::: TEXT BLOCK :::

I've recently discovered late in the game my love for urology and have found my "herd" as so many people say. Now my problem is becoming a competitive applicant. The bad: 219 on step 1 and no uro related research; the good: I have a JD, top 1/3 of med class, extensive volunteer and medical/legal research, have been studying for step 2 for months in order to dominate the exam, and should honor my surgery clerckship. I'd love to hear from anybody that could give me advice on my realistice chance of matching as well as what to do to negate my poor step 1 score.
MS3 here, on board for urology as of a few months ago. I wasn't expecting to like urology at all coming into med school, but my experience rotating on it completely changed my mind. Now its late into 3rd year, I have no urology research and mediocre stats, though I do have good clerkship grades with honors in medicine and surgery, awards, and research experience with publications and abstracts in other fields. I'm also at a top US med school with a high-ranking urology program. How are you planning out AIs and when are you planning to take Step 2?I spoke with my dean about this recently and she advised that taking Step 2 early and doing well on it will be key if all other parts of the application are good. She said a year off to do research would help too, but I really don't feel strongly about that at this point. I'm planning to take step 2 early, probably June, and do 2-3 AIs from July-September. Fingers crossed for us both.
I've set up early aways at schools where I'd love to match. I've also set them up in the "off" season in order to work closely with program directors that can hopefully write me solid LOR. I've also been working closely with the Program director at my school and following his advice. His recommendation has been for me to get as much exposure to Urology as possible, show program directors that I'm commited and serious, and obtain strong LOR. I'm also going to take step 2 early in order to make up for a marginal step 1 score. Hopefully I we make it work, as I had no intentions in going into Urology until now.
what would be considered the "off season."
although a 219 isn't great, people match in urology with that sort of score pretty frequently. I know quite a few people who matched in the 220's, for instance (myself included). And, it sounds like your other grades & CV will really boost your application. I think with strong 3rd year grades, **LORse** and 1-2 succesful away rotations you ought to be in a strong position to match. Just really go for it in your sub-i's- study as much as possible before you get there, be a team player, stay humble, and show them the kind of resident you can be. Urology's a small community, and the impressions you make on aways, along with your LORs, are just so tremendously important. Although it's a super competitive specialty, my impression is that your performance in other areas can really make up for less-than-stellar boards.

::: EXCERPTED RECORDS :::

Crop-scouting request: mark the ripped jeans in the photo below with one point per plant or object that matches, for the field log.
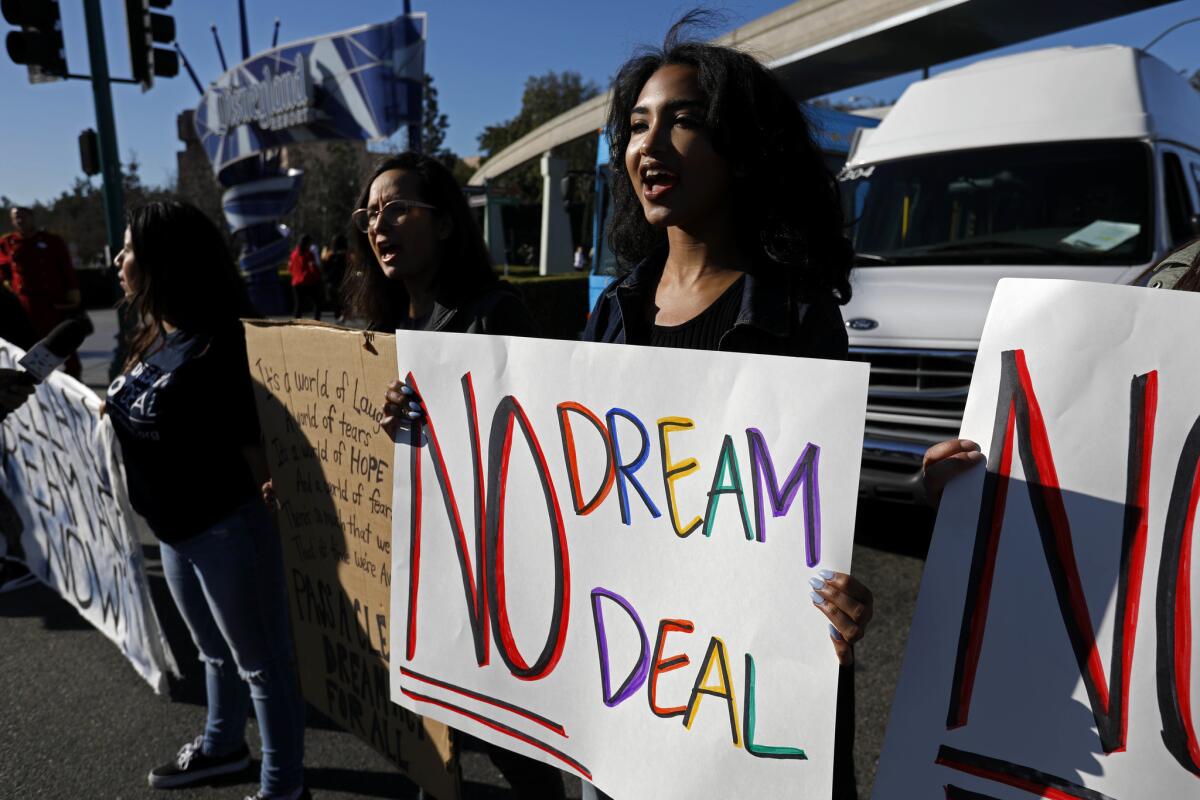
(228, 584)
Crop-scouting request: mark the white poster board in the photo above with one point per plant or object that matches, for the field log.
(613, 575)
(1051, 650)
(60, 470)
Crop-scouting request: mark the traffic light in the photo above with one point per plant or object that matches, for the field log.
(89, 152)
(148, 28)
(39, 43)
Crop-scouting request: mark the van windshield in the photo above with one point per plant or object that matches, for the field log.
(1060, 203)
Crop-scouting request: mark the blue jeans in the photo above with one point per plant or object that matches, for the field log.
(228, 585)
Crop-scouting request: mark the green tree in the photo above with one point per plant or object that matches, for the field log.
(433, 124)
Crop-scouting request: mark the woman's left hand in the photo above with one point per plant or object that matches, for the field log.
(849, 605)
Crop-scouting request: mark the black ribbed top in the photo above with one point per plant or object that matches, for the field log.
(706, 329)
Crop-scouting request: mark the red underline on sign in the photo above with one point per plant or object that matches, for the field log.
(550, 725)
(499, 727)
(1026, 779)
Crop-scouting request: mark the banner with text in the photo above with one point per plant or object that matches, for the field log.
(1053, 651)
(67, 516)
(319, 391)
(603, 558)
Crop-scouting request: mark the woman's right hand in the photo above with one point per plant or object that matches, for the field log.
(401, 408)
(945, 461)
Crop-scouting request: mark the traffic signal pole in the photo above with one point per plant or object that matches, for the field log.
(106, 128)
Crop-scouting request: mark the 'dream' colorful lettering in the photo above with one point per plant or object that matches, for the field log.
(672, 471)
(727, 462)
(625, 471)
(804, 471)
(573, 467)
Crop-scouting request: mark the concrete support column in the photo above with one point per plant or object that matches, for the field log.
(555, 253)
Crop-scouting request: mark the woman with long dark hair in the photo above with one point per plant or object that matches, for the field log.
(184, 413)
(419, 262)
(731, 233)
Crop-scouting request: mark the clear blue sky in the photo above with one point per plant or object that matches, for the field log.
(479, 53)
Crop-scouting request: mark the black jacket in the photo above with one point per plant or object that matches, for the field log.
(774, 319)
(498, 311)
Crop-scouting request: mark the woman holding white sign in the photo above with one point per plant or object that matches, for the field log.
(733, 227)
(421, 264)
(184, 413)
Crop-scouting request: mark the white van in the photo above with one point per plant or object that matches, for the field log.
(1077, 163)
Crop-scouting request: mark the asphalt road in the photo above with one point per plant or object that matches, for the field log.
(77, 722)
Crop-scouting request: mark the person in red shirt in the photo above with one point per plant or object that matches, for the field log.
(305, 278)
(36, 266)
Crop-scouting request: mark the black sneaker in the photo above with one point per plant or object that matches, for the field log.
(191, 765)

:::

# WHAT YOU SHOULD DO
Please write out the urology match thread above in full, word for word.

# RESPONSE TO THIS TASK
I've recently discovered late in the game my love for urology and have found my "herd" as so many people say. Now my problem is becoming a competitive applicant. The bad: 219 on step 1 and no uro related research; the good: I have a JD, top 1/3 of med class, extensive volunteer and medical/legal research, have been studying for step 2 for months in order to dominate the exam, and should honor my surgery clerckship. I'd love to hear from anybody that could give me advice on my realistice chance of matching as well as what to do to negate my poor step 1 score.
MS3 here, on board for urology as of a few months ago. I wasn't expecting to like urology at all coming into med school, but my experience rotating on it completely changed my mind. Now its late into 3rd year, I have no urology research and mediocre stats, though I do have good clerkship grades with honors in medicine and surgery, awards, and research experience with publications and abstracts in other fields. I'm also at a top US med school with a high-ranking urology program. How are you planning out AIs and when are you planning to take Step 2?I spoke with my dean about this recently and she advised that taking Step 2 early and doing well on it will be key if all other parts of the application are good. She said a year off to do research would help too, but I really don't feel strongly about that at this point. I'm planning to take step 2 early, probably June, and do 2-3 AIs from July-September. Fingers crossed for us both.
I've set up early aways at schools where I'd love to match. I've also set them up in the "off" season in order to work closely with program directors that can hopefully write me solid LOR. I've also been working closely with the Program director at my school and following his advice. His recommendation has been for me to get as much exposure to Urology as possible, show program directors that I'm commited and serious, and obtain strong LOR. I'm also going to take step 2 early in order to make up for a marginal step 1 score. Hopefully I we make it work, as I had no intentions in going into Urology until now.
what would be considered the "off season."
although a 219 isn't great, people match in urology with that sort of score pretty frequently. I know quite a few people who matched in the 220's, for instance (myself included). And, it sounds like your other grades & CV will really boost your application. I think with strong 3rd year grades, **LORse** and 1-2 succesful away rotations you ought to be in a strong position to match. Just really go for it in your sub-i's- study as much as possible before you get there, be a team player, stay humble, and show them the kind of resident you can be. Urology's a small community, and the impressions you make on aways, along with your LORs, are just so tremendously important. Although it's a super competitive specialty, my impression is that your performance in other areas can really make up for less-than-stellar boards.